Teks Bacaan:

□ □ □ □ □

GEN Z, generasi yang lahir antara tahun 1997 dan 2012, kembali menjadi sorotan karena mendominasi data pengangguran di Indonesia.
Pengangguran dimaksud: tidak bekerja, tidak melanjutkan pendidikan atau istilahnya NEET (not in employment, education, and training/NEET) alias do nothing.
Jika diungkap lebih rinci, jumlah Gen Z yang menjadi pengangguran atau tidak memiliki kegiatan berdasarkan data BPS (2021-2022) mencapai 9.896.019 orang pada Agustus 2023.
Dari jumlah itu, NEET Gen Z didominasi perempuan sebanyak 5,73 juta diikuti 4,17 juta laki-laki. Angka itu setara dengan 22,25 persen dari total penduduk usia muda di Indonesia.
Hal ini tentu membuyarkan "dongeng-dongeng" Gen Z yang banyak berseliweran di media kita: Anak Gen Z yang suka jalan-jalan daripada menabung beli rumah, Pekerja Gen Z yang memilih resign daripada kena isu mental health atau si Paling Gen Z yang punya perhatian pada isu lingkungan dan sosial.
Rasanya asik jika bisa menjadi bagian dari Gen Z: Bergaya Skena dan duduk manis ala Vincent, ikutan war tiket konser Cold Play hingga Taylor Swift, bergaya kultur Gen Z Jaksel yang beda tongkrongan dengan Gen Z Jakbar, atau jadi Gen Z Surabaya yang meski berlogat medok, tapi sudah menyandang "Crazy Rich" di usia muda.
Namun seperti syair Tulus "...kisah yang ternyata tak seindah itu", potret-potret ini baru sebagian dari potret manis yang dilihat dari kaca mata survei industri di kota besar, kota urban.
Sisanya menjadi potret buram tanpa filter pemanis dari wajah sesungguhnya Gen Z kita.
Tingginya angka pengangguran menjadi paradoks banyak survei urban yang menggambarkan kehidupan Gen Z yang asik, santai, suka berpetualang, mencoba hal baru, dan menikmati hidup.

□ □ □ □ □

Catatan Data:
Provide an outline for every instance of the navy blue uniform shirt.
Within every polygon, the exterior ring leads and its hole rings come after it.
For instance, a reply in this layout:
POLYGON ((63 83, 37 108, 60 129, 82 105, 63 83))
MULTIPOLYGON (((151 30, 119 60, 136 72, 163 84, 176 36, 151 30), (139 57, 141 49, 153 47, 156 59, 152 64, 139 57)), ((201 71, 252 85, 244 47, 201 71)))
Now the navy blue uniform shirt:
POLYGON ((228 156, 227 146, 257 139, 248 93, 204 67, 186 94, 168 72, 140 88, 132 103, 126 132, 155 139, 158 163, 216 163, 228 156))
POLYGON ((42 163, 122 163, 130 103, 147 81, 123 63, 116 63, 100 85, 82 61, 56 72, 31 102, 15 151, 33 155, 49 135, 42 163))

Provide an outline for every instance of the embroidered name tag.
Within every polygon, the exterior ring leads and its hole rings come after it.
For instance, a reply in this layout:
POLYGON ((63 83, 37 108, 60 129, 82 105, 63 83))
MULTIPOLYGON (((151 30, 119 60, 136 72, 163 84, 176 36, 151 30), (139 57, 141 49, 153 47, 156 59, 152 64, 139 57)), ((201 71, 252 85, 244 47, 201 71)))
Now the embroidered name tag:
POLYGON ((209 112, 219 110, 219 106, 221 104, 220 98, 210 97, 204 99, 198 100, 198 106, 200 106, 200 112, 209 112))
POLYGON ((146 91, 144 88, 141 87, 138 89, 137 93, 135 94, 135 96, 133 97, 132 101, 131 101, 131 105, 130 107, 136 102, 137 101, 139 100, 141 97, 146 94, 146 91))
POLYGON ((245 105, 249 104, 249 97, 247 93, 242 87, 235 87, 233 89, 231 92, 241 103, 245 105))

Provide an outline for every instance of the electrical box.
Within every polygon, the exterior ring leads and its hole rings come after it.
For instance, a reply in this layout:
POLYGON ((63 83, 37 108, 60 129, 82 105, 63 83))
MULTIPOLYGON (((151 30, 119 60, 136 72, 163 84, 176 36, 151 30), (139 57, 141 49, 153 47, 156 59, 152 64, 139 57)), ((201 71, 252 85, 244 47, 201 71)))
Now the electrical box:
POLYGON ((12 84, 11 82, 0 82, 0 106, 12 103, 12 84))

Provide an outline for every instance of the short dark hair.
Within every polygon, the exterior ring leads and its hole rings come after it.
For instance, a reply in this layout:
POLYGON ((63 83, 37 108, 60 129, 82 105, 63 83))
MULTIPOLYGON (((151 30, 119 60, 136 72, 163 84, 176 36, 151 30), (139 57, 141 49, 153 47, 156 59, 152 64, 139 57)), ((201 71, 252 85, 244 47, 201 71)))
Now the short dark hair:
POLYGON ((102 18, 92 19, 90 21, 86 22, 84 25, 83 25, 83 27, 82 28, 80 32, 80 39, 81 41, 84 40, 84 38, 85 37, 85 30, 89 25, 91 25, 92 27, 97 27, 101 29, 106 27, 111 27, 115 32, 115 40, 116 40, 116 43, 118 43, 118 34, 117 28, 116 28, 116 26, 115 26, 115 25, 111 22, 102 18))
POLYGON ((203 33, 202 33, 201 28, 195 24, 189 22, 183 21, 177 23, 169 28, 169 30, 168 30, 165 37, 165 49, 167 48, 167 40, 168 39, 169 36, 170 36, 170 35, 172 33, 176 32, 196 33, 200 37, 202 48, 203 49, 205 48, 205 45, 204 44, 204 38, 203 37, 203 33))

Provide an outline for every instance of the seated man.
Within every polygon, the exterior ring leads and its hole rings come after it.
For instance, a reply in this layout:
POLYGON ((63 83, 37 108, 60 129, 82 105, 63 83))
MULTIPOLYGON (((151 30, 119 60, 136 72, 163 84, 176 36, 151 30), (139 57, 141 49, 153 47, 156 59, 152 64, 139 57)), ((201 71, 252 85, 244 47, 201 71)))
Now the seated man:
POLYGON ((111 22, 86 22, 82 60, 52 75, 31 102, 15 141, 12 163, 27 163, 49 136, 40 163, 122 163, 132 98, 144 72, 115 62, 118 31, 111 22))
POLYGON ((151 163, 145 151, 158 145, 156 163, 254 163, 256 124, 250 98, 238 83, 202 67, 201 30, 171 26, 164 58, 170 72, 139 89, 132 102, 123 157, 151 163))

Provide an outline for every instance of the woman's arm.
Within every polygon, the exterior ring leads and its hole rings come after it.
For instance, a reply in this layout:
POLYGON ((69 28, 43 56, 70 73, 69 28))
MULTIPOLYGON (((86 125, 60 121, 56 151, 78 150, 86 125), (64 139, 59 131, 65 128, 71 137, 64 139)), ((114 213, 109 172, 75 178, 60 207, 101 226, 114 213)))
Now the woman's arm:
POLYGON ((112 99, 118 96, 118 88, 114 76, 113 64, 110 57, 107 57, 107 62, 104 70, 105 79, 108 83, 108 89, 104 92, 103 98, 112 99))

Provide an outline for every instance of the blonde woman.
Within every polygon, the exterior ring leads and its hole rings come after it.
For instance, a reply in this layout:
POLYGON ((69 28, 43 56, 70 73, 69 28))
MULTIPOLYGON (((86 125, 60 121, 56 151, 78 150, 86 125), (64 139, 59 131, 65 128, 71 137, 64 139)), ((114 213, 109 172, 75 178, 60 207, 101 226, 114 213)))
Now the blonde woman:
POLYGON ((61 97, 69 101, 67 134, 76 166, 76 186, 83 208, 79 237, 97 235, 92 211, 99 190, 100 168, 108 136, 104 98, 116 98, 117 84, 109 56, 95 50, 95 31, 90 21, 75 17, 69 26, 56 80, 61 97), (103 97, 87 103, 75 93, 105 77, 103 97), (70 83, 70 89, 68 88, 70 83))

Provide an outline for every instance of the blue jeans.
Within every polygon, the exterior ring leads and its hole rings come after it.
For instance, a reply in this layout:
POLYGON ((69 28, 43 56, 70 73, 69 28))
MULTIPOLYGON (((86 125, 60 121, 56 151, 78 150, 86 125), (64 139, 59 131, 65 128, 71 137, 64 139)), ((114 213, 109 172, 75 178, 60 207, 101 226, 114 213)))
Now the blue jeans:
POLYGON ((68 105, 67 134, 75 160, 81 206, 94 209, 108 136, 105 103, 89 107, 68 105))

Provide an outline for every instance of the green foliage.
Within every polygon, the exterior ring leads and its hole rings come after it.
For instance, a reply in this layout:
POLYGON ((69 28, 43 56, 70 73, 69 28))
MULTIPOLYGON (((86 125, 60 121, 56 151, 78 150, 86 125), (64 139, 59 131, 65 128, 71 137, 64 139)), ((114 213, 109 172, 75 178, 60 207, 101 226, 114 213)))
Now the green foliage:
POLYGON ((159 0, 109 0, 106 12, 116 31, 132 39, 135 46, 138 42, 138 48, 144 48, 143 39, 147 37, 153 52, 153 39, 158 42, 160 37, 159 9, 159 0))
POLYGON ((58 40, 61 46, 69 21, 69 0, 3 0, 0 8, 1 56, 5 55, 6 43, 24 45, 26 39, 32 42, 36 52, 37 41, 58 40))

□ □ □ □ □

Yang Diminta: Teruskan teks tentang pengangguran Gen Z di Indonesia, mulai tepat setelah kalimat terakhirnya.

Hasil Latihan:
Baca juga: Habis THR, Terbitlah Surat Resign: Membaca Pekerja Gen Z
Data Survei Ketenagakerjaan Nasional (Sakernas) yang dirilis oleh Badan Pusat Statistik (BPS) selama periode Agustus 2017-2022 menunjukkan tren yang mengkhawatirkan bagi para lulusan baru di Indonesia. Durasi pencarian kerja bagi mereka dari semua jenjang pendidikan mengalami peningkatan.
Hal ini diperparah dengan jumlah lapangan kerja formal yang terus menurun selama 15 tahun terakhir. Kondisi ini membuat para lulusan baru semakin kesulitan mendapatkan pekerjaan yang sesuai dengan kualifikasi dan minat mereka.
Menaker Ida Fauziyah bahkan secara gamblang menyebut, tingginya angka pengangguran di antara Gen Z akibat ketidaksesuaian antara pendidikan yang ditempuh dengan permintaan pasar tenaga kerja.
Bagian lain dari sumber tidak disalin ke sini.